## Task brief
The answer must match the listing exactly, with every line written out again.

====== Records shown ======

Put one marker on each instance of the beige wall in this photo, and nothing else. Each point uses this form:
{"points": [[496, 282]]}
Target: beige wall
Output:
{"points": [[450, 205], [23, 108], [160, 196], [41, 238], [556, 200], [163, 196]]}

======

## Worked solution
Put one marker on each instance of the beige wall in this photo, and nothing else. Each point uses this form:
{"points": [[496, 282]]}
Target: beige wall
Output:
{"points": [[450, 205], [23, 108], [160, 196], [41, 238], [556, 200], [163, 196]]}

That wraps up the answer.